= Given passage =

§

Functional Breadth First Search
It is pretty OK to have a mutable state hidden inside the function. If it is not visible, then it doesn't exist. I usually use hash sets for this. But in general, you should stick to this if your profiling pinpointed that. Otherwise, just use set data structure. OCaml has an excellent Set based on eagerly balanced AVL trees.
You have to keep track of the nodes you visit. Lists are not king in the ML family, they're just one of the oligarchs. You should just use a set (tree based) to track the visited nodes. This will add a log factor compared to mutating the node state, but is so much cleaner it's not funny. If you know more about your nodes you can possibly eliminate the log factor by using a set not based on a tree (a bit vector say).

§

= Exercise data =
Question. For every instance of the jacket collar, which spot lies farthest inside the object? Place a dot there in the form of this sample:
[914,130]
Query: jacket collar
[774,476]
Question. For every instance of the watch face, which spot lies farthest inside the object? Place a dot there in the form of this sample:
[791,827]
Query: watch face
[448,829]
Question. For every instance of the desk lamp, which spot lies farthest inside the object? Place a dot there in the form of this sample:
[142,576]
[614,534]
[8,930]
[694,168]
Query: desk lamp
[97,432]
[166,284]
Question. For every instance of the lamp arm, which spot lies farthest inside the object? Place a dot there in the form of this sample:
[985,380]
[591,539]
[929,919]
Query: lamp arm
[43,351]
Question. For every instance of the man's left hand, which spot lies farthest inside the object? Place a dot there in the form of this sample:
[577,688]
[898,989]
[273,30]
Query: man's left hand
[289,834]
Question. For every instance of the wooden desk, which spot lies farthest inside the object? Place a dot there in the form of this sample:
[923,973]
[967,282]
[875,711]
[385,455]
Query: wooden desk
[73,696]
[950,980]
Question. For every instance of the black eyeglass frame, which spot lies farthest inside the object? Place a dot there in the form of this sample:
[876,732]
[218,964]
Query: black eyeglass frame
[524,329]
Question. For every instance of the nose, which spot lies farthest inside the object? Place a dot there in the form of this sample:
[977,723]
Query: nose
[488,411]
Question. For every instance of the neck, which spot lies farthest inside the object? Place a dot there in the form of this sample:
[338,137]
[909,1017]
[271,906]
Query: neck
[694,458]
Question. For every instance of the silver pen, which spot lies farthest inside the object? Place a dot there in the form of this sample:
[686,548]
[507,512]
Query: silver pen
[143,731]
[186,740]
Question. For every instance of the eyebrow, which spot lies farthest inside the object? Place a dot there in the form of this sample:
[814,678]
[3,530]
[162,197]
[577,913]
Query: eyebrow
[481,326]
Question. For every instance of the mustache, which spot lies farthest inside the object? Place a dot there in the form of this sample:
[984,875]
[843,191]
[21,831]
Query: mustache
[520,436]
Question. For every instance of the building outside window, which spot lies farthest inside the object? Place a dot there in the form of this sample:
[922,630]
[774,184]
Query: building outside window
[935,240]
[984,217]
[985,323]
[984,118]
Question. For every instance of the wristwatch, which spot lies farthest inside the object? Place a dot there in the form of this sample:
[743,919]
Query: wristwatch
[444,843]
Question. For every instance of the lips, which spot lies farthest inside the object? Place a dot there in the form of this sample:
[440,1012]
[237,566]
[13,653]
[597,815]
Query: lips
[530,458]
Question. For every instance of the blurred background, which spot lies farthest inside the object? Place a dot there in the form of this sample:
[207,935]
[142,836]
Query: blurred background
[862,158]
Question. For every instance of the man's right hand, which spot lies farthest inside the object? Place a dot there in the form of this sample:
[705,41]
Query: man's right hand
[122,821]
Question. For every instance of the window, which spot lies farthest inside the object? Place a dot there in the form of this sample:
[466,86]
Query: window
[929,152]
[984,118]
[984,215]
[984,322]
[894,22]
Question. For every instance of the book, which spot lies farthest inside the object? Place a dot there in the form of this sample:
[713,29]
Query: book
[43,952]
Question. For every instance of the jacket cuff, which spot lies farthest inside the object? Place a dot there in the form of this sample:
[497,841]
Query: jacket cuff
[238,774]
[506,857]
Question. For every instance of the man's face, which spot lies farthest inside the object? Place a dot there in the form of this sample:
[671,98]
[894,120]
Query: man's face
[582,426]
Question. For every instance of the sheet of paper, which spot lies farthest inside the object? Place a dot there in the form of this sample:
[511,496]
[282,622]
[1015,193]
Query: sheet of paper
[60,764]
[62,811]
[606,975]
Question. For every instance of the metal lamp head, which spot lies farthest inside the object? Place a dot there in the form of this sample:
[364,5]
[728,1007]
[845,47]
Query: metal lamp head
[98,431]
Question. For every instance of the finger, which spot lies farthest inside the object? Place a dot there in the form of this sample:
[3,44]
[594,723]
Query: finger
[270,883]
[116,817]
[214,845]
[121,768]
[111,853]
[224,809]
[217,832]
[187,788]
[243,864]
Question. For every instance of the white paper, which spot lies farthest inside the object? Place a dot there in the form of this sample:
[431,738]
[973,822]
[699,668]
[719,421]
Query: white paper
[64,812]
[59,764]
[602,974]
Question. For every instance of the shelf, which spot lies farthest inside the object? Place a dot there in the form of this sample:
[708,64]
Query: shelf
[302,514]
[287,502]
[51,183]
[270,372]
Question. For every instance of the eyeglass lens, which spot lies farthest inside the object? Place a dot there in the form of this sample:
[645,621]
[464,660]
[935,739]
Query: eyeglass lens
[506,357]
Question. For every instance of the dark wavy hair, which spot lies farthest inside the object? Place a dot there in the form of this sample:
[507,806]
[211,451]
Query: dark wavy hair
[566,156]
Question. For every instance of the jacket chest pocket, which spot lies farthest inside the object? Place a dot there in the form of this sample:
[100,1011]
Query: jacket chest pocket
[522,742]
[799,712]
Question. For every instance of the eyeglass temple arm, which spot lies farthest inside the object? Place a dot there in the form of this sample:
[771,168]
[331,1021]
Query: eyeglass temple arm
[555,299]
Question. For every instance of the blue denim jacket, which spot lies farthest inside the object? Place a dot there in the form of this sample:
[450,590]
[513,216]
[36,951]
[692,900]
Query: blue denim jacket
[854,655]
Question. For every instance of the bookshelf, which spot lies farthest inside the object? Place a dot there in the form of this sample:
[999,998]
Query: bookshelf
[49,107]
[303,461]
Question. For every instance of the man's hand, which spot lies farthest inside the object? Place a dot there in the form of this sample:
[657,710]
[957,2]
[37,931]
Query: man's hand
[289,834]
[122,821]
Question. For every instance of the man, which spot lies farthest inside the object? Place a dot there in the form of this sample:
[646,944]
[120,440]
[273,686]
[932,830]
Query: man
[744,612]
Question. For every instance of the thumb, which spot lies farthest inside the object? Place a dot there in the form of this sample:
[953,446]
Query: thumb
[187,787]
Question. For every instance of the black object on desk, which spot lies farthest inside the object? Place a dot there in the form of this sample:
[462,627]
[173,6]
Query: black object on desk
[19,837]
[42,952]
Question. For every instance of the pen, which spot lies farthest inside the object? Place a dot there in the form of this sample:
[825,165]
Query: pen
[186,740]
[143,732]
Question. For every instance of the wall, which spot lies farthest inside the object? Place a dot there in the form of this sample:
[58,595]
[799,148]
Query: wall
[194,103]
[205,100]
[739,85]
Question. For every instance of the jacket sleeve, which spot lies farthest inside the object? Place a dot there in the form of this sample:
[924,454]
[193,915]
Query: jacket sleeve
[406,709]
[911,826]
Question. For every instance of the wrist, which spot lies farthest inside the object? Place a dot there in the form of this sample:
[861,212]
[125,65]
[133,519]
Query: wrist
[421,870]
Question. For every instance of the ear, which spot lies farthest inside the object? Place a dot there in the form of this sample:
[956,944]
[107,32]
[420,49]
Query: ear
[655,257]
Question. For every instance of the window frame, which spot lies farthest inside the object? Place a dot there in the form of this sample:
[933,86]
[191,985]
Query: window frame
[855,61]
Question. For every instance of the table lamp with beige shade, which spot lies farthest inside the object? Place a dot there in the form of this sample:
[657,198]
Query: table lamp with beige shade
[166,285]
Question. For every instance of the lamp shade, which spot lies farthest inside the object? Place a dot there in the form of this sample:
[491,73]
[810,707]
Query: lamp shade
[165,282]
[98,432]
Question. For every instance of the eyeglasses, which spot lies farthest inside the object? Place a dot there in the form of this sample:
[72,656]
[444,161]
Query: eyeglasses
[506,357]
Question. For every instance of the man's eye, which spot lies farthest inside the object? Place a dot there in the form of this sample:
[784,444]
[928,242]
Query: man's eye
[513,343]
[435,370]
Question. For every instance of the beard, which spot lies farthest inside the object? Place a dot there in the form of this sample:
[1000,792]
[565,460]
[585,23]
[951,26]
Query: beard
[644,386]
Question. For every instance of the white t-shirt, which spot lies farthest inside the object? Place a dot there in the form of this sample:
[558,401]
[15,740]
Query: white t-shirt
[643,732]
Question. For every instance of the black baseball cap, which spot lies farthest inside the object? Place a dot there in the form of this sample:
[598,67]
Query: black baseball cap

§

= Your task =
Continue the functional breadth-first search passage from where it stops.

= Written response =
See example implementation of BFS, with explanation in Martin Erwig: Inductive Graphs and Functional Graph Algorithms. Also, DFS implementation, based on David King , John Launchbury: Structuring Depth-First Search Algorithms in Haskell
(Hint for the S.O. police: yes, this looks like a link-only answer, but that is how science works - you have to actually read the papers, re-typing their abstracts isn't very useful.)
One option is to use inductive graphs, which are a functional way of representing and working with arbitrary graph structures. They are provided by Haskell's fgl library and described in "Inductive Graphs and Funtional Graph Algorithms" by Martin Erwig.
For a gentler introduction (with illustrations!), see my blog post Generating Mazes with Inductive Graphs.
The trick with inductive graphs is that they let you pattern match on graphs. The common functional idiom for working with lists is to decompose them into a head element and the rest of the list, then recurse on that:
map f [] = []
map f (x:xs) = f x : map f xs
Inductive graphs let you do the same thing, but for graphs. You can decompose an inductive graph into a node, its edges and the rest of the graph.
(source: jelv.is)
Here we match on the node 1
and all of its edges (highlighted in blue), separate from the rest of the graph.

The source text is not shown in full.